**Page**
---*---

It was a great, short hunt.

**In 1999 my brother, mentor and the best hunting partner that ever lived was tragically killed. I had a wooden plaque on a ridge dedicated to him, which had badly deteriorated. I had made a metal plaque, and took that to the same place to mount the day prior to the hunt. Life will never be as sweet without him.


----------



## Huge29 (Sep 17, 2007)

Congrats and my condolences to your brother! Thx for sharing!


----------



## Poo Pie (Nov 23, 2007)

Thanks for sharing your story. Great buck.


----------



## Treehugnhuntr (Sep 7, 2007)

Nice, that _was_ a great story. That's a really neat thing to do.


----------



## dkhntrdstn (Sep 7, 2007)

Congrats on a dandy buck there. sorry to hear about your bother.He was there with you still just not in person.


----------



## bowgy (Oct 10, 2007)

Congrats on a good hunt, also sorry to hear about your brother.


----------



## pintail (Apr 20, 2008)

---*---

**Job A**
From the buck hunt thread, copy word for word the passage that begins with "## dkhntrdstn (Sep" and ends after "(Oct 10, 2007)".
**Job B**
Continue the forum thread about the buck hunt, picking up right after its last line.

---*---

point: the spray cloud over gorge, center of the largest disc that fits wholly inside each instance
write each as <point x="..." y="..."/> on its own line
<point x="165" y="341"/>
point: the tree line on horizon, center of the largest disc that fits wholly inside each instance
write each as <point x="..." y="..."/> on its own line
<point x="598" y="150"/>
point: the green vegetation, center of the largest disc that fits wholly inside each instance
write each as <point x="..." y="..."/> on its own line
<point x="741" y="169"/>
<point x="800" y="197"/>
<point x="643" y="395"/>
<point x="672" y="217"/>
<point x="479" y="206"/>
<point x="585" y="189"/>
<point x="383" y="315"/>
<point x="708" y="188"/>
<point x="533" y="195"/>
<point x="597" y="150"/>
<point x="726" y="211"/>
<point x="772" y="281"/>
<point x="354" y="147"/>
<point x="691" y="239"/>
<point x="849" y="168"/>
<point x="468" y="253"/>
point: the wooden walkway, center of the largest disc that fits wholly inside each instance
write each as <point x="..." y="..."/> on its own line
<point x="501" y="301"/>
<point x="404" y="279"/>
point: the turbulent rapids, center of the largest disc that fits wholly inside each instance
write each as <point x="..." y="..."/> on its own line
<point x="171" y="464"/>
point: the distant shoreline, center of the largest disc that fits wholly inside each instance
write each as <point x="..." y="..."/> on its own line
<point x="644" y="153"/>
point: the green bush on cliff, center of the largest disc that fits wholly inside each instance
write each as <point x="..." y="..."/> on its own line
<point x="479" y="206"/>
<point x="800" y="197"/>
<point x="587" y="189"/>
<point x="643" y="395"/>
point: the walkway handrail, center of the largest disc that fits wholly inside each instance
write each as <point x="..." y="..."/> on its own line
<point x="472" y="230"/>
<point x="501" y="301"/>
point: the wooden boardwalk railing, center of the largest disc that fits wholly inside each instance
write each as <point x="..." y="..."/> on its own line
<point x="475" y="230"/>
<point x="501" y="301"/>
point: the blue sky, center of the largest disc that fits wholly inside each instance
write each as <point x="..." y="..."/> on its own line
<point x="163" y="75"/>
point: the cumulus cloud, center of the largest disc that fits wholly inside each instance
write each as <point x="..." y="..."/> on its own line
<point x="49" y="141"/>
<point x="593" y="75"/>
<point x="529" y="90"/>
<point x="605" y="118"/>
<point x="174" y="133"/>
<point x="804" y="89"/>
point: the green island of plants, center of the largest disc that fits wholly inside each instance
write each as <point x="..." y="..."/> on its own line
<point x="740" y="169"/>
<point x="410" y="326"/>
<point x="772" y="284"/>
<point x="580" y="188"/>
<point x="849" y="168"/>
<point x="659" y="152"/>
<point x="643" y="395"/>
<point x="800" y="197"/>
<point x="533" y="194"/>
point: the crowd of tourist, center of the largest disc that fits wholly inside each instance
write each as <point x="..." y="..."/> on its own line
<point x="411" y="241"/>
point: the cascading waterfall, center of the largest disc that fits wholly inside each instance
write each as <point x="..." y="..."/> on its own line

---*---

**Output A**
## dkhntrdstn (Sep 7, 2007)

Congrats on a dandy buck there. sorry to hear about your bother.He was there with you still just not in person.


----------



## bowgy (Oct 10, 2007)

**Output B**
Congrats on your buck its a dandy! We also have a couple plaques up on the mountain we deer hunt on for a couple of my uncles that have passed on. One is for my uncle that was stuck by lightning and killed last year on our elk hunt on poison mountain. I know how you feel it doesnt feel like a complete trip without stopping by to say hi and remember them. congrats again on your buck.


----------



## Bo0YaA (Sep 29, 2008)

Was your uncle Gary Richter? if so I know some of your other uncles, Mont and Eldon. I went bear hunting with them In cordova alaska a few years back, and used to work with Mont up until 5 months ago.

Nice buck by the way, I wouldnt pass that one up either.


----------



## #1DEER 1-I (Sep 10, 2007)

Nice buck.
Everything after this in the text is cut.